#### WHAT YOU HAVE TO DO
Print the listing word for word, from its first line through the line containing "point(405, 91)", including that line.

#### ENTRIES PROVIDED

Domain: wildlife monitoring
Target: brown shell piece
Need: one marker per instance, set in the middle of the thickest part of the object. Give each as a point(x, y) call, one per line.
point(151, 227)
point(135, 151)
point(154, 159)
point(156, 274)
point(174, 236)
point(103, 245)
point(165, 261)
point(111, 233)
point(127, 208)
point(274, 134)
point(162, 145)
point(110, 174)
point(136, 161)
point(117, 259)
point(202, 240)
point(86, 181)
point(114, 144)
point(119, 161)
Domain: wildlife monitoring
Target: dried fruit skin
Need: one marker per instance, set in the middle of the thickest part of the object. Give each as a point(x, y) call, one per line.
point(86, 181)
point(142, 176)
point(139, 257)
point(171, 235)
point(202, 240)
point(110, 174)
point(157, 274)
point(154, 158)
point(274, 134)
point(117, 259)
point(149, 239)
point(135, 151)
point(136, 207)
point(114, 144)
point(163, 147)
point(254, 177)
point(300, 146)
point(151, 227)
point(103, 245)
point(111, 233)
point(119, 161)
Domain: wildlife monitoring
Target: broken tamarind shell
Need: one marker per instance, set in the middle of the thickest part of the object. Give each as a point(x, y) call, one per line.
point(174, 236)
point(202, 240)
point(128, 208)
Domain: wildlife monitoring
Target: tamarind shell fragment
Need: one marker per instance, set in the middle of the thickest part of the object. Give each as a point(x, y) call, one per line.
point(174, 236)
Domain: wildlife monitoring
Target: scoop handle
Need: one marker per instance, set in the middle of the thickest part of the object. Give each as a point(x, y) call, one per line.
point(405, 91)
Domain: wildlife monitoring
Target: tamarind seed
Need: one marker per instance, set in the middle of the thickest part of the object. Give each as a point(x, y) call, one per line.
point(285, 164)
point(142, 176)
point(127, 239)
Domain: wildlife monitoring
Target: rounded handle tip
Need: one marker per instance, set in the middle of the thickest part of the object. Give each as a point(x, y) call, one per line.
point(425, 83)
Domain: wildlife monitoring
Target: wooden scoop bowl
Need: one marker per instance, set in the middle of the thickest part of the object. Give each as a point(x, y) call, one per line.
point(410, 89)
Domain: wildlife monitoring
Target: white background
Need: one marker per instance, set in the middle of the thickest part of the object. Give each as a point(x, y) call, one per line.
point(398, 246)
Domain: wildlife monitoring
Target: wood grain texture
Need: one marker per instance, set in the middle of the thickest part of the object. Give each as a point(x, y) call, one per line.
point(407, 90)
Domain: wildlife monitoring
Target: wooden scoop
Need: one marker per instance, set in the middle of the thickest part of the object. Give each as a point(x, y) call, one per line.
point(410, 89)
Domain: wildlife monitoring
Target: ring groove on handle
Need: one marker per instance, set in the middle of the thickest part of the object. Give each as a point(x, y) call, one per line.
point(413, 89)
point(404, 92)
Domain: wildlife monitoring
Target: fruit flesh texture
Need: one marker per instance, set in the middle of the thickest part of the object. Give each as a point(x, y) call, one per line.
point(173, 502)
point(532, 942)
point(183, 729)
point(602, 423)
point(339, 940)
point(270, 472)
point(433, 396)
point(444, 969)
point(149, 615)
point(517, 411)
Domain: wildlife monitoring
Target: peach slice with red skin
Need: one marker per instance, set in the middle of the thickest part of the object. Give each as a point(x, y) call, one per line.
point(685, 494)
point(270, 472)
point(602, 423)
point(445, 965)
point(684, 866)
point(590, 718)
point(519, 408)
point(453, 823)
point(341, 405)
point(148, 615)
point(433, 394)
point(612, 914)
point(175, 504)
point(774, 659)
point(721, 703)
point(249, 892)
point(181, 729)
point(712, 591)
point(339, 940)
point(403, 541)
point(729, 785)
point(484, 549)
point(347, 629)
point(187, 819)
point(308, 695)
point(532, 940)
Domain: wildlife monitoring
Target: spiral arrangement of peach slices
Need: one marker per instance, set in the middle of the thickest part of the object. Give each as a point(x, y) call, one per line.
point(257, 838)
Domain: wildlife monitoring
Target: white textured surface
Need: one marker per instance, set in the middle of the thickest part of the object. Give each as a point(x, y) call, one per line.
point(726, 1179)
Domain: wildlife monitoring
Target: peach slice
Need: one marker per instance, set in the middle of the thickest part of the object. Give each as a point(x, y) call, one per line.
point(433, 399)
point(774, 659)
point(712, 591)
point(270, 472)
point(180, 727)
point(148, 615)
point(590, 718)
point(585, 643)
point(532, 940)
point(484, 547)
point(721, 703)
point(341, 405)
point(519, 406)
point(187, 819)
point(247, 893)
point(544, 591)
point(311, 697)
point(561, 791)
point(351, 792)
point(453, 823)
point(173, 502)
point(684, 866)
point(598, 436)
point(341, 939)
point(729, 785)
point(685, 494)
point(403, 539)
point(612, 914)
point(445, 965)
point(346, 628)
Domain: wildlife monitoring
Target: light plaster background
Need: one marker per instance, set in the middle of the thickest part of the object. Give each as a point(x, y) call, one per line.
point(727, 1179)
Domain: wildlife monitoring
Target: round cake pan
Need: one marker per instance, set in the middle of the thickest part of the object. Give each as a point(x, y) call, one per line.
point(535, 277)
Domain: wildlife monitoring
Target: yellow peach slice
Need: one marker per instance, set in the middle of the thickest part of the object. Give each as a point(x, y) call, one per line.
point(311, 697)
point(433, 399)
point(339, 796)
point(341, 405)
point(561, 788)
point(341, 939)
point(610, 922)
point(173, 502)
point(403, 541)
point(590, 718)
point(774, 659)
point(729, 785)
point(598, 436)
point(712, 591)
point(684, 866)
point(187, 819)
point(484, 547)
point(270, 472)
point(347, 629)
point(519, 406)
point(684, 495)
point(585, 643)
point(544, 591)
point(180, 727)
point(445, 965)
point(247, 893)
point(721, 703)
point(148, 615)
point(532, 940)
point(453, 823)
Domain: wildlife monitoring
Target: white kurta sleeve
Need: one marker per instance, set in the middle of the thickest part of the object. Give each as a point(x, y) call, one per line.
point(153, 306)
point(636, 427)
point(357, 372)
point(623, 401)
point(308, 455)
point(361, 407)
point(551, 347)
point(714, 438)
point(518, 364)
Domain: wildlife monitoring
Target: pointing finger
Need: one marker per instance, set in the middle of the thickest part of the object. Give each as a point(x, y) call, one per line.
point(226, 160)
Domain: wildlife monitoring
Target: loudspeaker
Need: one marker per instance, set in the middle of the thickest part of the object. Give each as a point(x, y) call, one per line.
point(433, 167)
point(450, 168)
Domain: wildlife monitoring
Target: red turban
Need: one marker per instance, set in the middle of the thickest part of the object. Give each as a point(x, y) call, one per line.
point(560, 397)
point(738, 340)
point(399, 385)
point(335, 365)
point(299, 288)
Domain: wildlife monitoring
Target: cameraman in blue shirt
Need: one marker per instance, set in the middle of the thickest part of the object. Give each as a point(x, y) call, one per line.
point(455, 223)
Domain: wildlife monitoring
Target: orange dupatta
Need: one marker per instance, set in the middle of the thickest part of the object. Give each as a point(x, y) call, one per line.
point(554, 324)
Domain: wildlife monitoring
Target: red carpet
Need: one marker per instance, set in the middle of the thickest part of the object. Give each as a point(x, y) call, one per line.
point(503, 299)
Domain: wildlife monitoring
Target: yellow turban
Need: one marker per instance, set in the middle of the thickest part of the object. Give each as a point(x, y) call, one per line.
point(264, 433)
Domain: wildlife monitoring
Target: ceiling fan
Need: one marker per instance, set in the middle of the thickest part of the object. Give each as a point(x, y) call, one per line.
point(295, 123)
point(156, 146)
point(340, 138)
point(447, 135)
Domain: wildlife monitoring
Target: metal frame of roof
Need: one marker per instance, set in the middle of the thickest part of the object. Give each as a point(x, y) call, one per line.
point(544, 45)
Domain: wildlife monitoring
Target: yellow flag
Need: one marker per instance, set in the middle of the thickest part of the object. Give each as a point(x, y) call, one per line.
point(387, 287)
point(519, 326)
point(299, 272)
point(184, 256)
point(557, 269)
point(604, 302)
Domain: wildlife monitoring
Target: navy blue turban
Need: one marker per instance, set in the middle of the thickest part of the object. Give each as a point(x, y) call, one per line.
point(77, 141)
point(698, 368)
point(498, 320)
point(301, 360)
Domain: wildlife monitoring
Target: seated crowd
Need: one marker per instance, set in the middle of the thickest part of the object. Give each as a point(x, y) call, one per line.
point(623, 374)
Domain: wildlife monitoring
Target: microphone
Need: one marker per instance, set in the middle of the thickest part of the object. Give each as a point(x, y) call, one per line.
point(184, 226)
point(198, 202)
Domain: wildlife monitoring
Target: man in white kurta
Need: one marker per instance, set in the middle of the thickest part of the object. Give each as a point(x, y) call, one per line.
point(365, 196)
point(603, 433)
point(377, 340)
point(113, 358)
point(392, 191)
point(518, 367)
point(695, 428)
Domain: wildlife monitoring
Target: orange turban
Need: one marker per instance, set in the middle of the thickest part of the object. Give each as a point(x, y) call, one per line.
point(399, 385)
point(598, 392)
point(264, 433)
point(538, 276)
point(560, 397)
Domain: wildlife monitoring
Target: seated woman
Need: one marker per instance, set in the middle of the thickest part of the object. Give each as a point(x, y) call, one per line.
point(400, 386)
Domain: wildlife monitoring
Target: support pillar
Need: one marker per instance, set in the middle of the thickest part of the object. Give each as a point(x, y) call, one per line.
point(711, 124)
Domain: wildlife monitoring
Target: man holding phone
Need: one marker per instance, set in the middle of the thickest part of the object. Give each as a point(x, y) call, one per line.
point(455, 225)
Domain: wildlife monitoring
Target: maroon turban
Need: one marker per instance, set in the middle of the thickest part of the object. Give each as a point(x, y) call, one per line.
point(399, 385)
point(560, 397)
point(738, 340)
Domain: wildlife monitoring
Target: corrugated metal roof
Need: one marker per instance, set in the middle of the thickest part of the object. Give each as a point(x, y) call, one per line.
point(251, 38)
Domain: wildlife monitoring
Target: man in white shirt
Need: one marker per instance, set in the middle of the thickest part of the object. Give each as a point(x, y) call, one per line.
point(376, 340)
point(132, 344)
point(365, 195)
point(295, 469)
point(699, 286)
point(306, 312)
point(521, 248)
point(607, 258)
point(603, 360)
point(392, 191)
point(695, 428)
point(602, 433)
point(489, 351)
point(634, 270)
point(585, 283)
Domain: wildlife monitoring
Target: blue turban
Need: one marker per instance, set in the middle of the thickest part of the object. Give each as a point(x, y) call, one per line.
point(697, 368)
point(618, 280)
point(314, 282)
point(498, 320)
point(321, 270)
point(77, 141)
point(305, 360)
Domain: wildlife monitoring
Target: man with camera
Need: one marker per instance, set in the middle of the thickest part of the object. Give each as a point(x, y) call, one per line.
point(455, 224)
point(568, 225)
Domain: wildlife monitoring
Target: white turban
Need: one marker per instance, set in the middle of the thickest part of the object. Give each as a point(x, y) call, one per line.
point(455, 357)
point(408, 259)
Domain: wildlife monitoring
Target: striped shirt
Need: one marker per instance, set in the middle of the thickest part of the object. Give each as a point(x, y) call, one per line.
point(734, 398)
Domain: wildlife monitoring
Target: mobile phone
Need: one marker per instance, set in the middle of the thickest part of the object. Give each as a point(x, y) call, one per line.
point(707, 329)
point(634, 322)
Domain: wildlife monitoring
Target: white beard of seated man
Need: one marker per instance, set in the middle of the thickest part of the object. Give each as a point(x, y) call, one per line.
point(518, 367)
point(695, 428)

#### SOLUTION
Domain: wildlife monitoring
Target: brown shell piece
Need: one marker per instance, set in the middle of the thickest part of the object. Give each as a point(x, y) call, one per line.
point(151, 227)
point(135, 151)
point(154, 159)
point(156, 274)
point(174, 236)
point(103, 245)
point(165, 261)
point(111, 233)
point(127, 208)
point(274, 134)
point(162, 145)
point(110, 174)
point(136, 161)
point(117, 259)
point(202, 240)
point(86, 181)
point(114, 144)
point(119, 161)
Domain: wildlife monitoring
Target: dried fruit skin
Need: one marker per instance, set in the middle of the thickest part of the object. Give each as a point(x, y) call, one per line.
point(86, 181)
point(142, 176)
point(139, 257)
point(171, 235)
point(202, 240)
point(110, 174)
point(157, 274)
point(154, 158)
point(274, 134)
point(117, 259)
point(149, 239)
point(135, 151)
point(136, 207)
point(114, 144)
point(163, 147)
point(254, 177)
point(300, 146)
point(151, 227)
point(103, 245)
point(111, 233)
point(119, 161)
Domain: wildlife monitoring
Target: broken tamarind shell
Need: one marker per instance, set in the middle of the thickest part of the object. Give each as a point(x, y) call, one per line.
point(174, 236)
point(202, 240)
point(128, 208)
Domain: wildlife monitoring
Target: tamarind shell fragment
Need: one marker per instance, set in the middle of the thickest part of the object. Give each as a point(x, y) call, one per line.
point(174, 236)
Domain: wildlife monitoring
Target: scoop handle
Need: one marker per instance, set in the middle of the thickest part of the object. Give each as a point(x, y) call, one per line.
point(405, 91)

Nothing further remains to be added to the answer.